Regards sur les élections

Philippe Jean-Pierre, Directeur de l’Agorah

29 février 2008

Quel regard portez-vous sur cette campagne électorale ?

- Les municipalités et le Conseil général n’ont pas les mêmes compétences et c’est l’occasion pour la société de se projeter dans le futur : quel type de territoire on veut, quelle gestion, quel contrat sociétal... ?
On dit souvent, en forme de reproche, « on a les élus qu’on mérite ». Avec les années, sur plusieurs décennies, il y a un progrès de ce côté-ci, un effort pour structurer l’île. Le décideur politique s’inscrit, davantage aujourd’hui que par le passé, dans le projet et pas simplement dans la relation clientéliste.
L’aménagement de l’île d’une manière générale n’est jamais l’affaire d’une seule collectivité. L’aménagement étant l’affaire de tous, on souhaiterait pour les prochaines mandatures qu’il y ait une vision plus transversale. Il y a sans doute un effort de cohérence à faire, d’abord pour que les calendriers s’ajustent. On peut dire que l’aménagement est cette chance, pour le décideur, d’utiliser des outils, soit pour corriger des “forces de marché” qui iraient dans tous les sens, ou alors des inégalités ou des déséquilibres du territoire trop flagrants. Toutes les communes n’ont pas vocation à avoir forcément “la plus belle Zone économique”. La cohérence ne passe pas forcément par une concurrence frontale entre les différentes collectivités.

Est-ce que vous êtes entendu lorsque vous tenez ce discours aux élus ?

- Il y a un énorme hiatus, parfois, entre la vision que les élus se font de leur programme et, d’une part, la réalité, mais aussi, d’autre part, les “inconvénients” de leurs projets. Regardez les nombreux projets de port qui existent dans l’île. Bien sûr, chaque maire aimerait avoir dans sa commune un port, ou une Université, ou un aéroport... Il est nécessaire, dans un jeu pédagogique mais aussi d’éclairage, de leur dire : “Attendez, ce n’est peut-être pas la priorité ; allez plutôt vers la coopération intercommunale ; ayez une vision plus globalisante, plutôt que de voir les choses commune par commune”. Dans les projets qui sont apparus ces 18 ou 24 derniers mois, on voit un repli sur le projet communal.

● CONSIGNES:
(a) Dans l'entretien sur les élections, quelle fonction occupe Philippe Jean-Pierre ?
(b) Poursuivez l'entretien sur les élections à partir de l'endroit où il s'arrête.

● Entrées d'étiquetage de l'emplacement d'images:
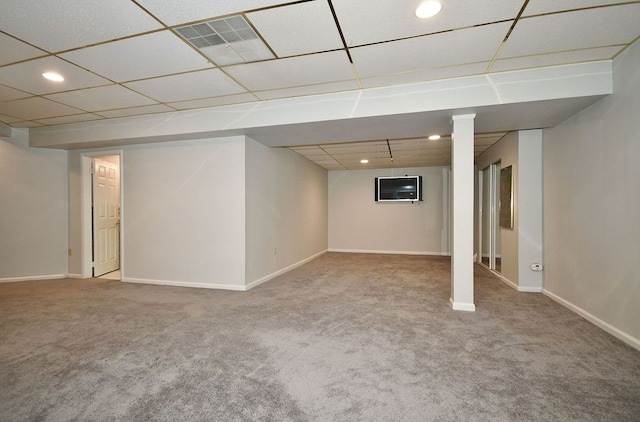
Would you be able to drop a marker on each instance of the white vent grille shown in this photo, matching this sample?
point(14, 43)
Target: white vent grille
point(227, 41)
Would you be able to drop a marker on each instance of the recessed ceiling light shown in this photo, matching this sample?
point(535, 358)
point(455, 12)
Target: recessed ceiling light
point(53, 76)
point(428, 9)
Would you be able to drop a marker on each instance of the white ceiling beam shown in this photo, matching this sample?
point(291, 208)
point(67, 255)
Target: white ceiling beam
point(329, 114)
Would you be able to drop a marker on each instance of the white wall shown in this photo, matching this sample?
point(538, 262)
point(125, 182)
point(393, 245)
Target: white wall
point(286, 214)
point(183, 213)
point(592, 206)
point(359, 224)
point(529, 209)
point(33, 210)
point(506, 151)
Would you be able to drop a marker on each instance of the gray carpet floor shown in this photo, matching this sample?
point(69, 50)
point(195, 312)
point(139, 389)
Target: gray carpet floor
point(346, 337)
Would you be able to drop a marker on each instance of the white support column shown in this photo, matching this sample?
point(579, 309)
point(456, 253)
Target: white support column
point(462, 207)
point(5, 130)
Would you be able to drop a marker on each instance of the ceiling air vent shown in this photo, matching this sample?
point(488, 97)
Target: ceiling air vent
point(227, 41)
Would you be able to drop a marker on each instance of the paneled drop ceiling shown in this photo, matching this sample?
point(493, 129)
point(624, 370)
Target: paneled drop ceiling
point(127, 58)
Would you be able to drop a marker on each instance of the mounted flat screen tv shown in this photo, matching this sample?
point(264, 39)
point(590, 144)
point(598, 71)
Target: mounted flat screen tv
point(406, 188)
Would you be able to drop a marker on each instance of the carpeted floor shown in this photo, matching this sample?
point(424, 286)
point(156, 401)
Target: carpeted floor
point(347, 337)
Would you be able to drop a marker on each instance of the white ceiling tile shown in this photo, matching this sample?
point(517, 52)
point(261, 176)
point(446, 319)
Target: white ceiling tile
point(8, 119)
point(294, 71)
point(76, 118)
point(308, 90)
point(187, 86)
point(549, 6)
point(243, 51)
point(411, 77)
point(36, 108)
point(146, 56)
point(27, 76)
point(429, 52)
point(9, 94)
point(65, 24)
point(553, 59)
point(370, 21)
point(298, 29)
point(15, 51)
point(590, 28)
point(172, 12)
point(214, 102)
point(26, 124)
point(101, 98)
point(135, 111)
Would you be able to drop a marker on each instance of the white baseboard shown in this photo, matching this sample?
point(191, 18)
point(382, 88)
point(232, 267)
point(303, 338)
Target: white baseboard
point(284, 270)
point(630, 340)
point(527, 289)
point(183, 284)
point(460, 306)
point(513, 285)
point(32, 278)
point(389, 252)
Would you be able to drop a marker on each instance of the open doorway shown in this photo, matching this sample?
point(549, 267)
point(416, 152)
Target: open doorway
point(101, 215)
point(489, 219)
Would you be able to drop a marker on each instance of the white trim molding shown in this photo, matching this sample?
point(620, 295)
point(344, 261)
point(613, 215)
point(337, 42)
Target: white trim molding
point(282, 271)
point(389, 252)
point(32, 278)
point(184, 284)
point(619, 334)
point(460, 306)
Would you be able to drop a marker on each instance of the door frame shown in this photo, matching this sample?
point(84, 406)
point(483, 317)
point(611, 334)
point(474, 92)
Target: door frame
point(86, 216)
point(493, 227)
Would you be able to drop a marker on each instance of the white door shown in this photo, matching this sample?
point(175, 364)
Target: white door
point(106, 217)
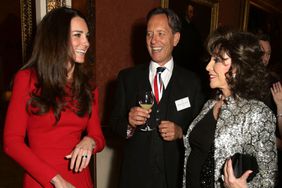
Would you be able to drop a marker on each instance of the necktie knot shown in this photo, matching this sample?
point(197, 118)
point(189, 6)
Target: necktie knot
point(160, 70)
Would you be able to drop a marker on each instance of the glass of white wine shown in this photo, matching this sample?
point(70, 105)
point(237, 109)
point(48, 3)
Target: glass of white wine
point(146, 101)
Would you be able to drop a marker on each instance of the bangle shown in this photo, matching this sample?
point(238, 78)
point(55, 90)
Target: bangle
point(279, 115)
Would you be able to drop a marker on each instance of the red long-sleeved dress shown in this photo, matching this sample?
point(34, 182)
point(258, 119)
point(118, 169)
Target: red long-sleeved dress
point(48, 144)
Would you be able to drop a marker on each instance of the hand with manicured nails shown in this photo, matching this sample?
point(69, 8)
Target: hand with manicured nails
point(230, 181)
point(81, 155)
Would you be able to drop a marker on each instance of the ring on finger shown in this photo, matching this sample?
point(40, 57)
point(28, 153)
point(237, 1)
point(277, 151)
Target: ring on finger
point(84, 156)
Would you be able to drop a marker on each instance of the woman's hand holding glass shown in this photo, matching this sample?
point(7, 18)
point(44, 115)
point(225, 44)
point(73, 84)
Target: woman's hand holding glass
point(81, 155)
point(230, 181)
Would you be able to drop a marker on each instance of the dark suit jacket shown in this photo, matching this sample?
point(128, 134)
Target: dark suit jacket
point(148, 160)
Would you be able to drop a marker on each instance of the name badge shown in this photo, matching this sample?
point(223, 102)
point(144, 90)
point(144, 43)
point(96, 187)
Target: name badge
point(182, 104)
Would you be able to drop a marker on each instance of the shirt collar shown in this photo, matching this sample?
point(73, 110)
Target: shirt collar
point(169, 66)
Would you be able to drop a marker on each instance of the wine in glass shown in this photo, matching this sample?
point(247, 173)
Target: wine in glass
point(146, 101)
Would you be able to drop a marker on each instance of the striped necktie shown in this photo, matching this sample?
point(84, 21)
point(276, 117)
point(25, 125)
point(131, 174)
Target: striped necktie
point(158, 84)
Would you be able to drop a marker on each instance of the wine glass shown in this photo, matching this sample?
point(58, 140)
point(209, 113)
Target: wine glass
point(146, 101)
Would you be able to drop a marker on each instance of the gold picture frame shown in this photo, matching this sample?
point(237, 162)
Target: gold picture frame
point(263, 5)
point(27, 28)
point(28, 16)
point(212, 4)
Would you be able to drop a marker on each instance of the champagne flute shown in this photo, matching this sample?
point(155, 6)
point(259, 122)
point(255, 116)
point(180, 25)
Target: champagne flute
point(146, 101)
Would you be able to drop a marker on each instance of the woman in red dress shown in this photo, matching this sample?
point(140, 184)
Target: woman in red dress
point(54, 105)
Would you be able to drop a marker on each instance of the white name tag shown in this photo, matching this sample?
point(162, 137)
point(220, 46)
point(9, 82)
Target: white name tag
point(182, 104)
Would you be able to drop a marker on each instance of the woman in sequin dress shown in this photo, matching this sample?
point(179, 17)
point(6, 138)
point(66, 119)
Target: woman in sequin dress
point(235, 121)
point(55, 105)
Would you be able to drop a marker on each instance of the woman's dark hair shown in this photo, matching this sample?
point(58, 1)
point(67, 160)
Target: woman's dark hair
point(173, 20)
point(251, 80)
point(51, 53)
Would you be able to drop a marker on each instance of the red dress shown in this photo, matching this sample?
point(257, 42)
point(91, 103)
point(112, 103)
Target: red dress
point(48, 144)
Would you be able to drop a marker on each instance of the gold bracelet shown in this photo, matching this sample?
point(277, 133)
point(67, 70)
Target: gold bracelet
point(279, 115)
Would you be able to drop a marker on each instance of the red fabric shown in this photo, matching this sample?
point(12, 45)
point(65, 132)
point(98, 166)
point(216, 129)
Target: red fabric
point(156, 91)
point(43, 157)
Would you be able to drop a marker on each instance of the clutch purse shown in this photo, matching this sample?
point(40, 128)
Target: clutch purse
point(243, 162)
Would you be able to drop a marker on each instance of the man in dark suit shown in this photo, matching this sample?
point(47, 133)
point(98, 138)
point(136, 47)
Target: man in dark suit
point(152, 157)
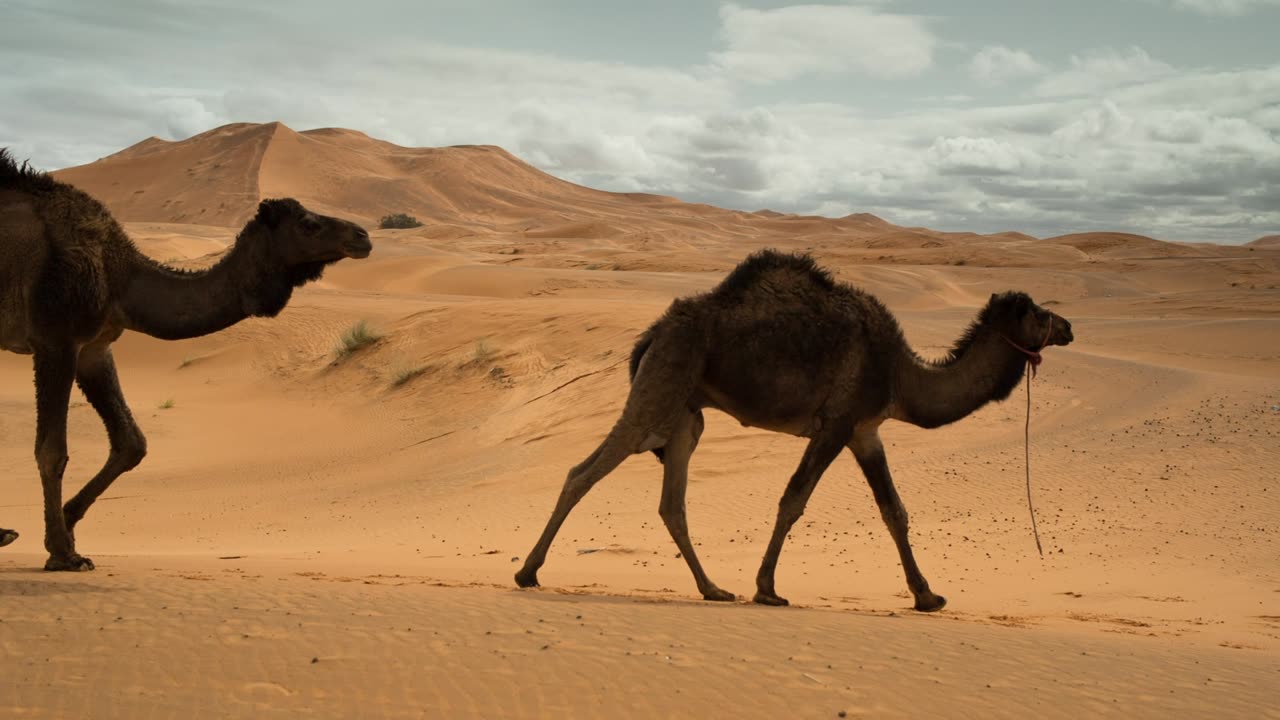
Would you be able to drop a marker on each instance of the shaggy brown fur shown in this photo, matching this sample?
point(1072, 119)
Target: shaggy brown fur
point(71, 282)
point(780, 345)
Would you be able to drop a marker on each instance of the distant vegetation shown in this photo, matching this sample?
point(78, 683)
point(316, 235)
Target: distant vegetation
point(357, 337)
point(405, 374)
point(398, 220)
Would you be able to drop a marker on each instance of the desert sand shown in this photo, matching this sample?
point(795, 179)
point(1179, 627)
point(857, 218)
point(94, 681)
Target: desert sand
point(310, 537)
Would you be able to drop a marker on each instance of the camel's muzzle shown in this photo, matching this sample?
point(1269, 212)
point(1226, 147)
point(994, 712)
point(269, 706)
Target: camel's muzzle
point(357, 246)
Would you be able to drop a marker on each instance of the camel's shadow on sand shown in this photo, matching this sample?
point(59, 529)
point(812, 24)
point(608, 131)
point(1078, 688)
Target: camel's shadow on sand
point(35, 582)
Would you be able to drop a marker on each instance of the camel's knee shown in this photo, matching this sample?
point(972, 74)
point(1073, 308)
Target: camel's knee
point(790, 509)
point(51, 459)
point(132, 451)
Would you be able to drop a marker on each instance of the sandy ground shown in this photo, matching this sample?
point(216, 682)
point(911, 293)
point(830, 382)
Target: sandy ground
point(307, 537)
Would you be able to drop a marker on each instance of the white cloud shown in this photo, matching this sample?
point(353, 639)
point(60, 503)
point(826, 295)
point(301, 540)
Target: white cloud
point(773, 45)
point(1116, 141)
point(1100, 69)
point(981, 156)
point(997, 64)
point(1221, 7)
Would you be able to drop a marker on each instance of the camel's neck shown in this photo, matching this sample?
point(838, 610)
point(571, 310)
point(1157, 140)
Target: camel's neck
point(173, 305)
point(983, 368)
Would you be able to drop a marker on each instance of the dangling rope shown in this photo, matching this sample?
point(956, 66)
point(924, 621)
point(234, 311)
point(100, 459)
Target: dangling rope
point(1033, 360)
point(1027, 445)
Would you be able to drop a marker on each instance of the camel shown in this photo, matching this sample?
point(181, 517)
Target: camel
point(72, 282)
point(782, 346)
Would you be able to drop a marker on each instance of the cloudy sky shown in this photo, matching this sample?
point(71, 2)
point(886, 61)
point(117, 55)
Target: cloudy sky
point(1160, 117)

● RÉPONSES DANS L'ORDRE:
(a) Il est directeur de l'Agorah.

(b)
Prenons les infrastructures portuaires. Quand on voit qu’aujourd’hui, chaque ville d’une communauté comme la CINOR (3 communes, 176.283 habitants, environ 20 kilomètres de côte- Ndlr) a son propre projet de port, peut-être qu’on pourrait se dire que ce pourrait ne pas être le même type de port ! Il pourrait aussi y avoir le port de la CINOR, divisé en trois types de structures, pensés comme outils complémentaires, plutôt que concurrentiels. Et après, il faut se demander “au service de quoi ferait-on cet outil ?” L’aménagement n’est pas une fin en soi.
Ailleurs, la “concurrence” se fait autour des Universités, des établissements d’enseignement supérieur : là aussi, chacun aimerait les avoir. On sait que l’enseignement supérieur et la recherche obéissent à une logique de coûts fixes et qu’il vaut mieux faire des économies d’échelle : quand vous rassemblez tout le monde, la recherche est plus efficace.

Une autre question ayant une incidente foncière forte est celle du logement social. Avez-vous vu les maires - en particulier ceux qui vont devoir se mettre à jour de la loi Dalo - faire des réserves foncières ?

- Je n’ai pas la possibilité d’apporter une réponse très fondée à cette question.
Nous avons une approche des réserves foncières au niveau global, mais pas un détail communal permettant de dire, par exemple, il y a eu tel bon élève. C’est un travail qui sera en cours, ici à l’Agorah, pour savoir ce qui peut être fait dans telle ou telle commune. On sait seulement que les réserves foncières actuellement disponibles dans l’île sont d’un peu plus de 1.000 ha. Elles sont relativement insuffisantes par rapport aux enjeux posés, par le logement notamment. Les bailleurs ont de moins en moins de foncier disponible. Ce n’est plus comme dans les années 70 ou 80, où il y avait encore de nombreuses zones à conquérir.

Quels sont les grands enjeux qui, selon vous, devraient animer cette campagne électorale.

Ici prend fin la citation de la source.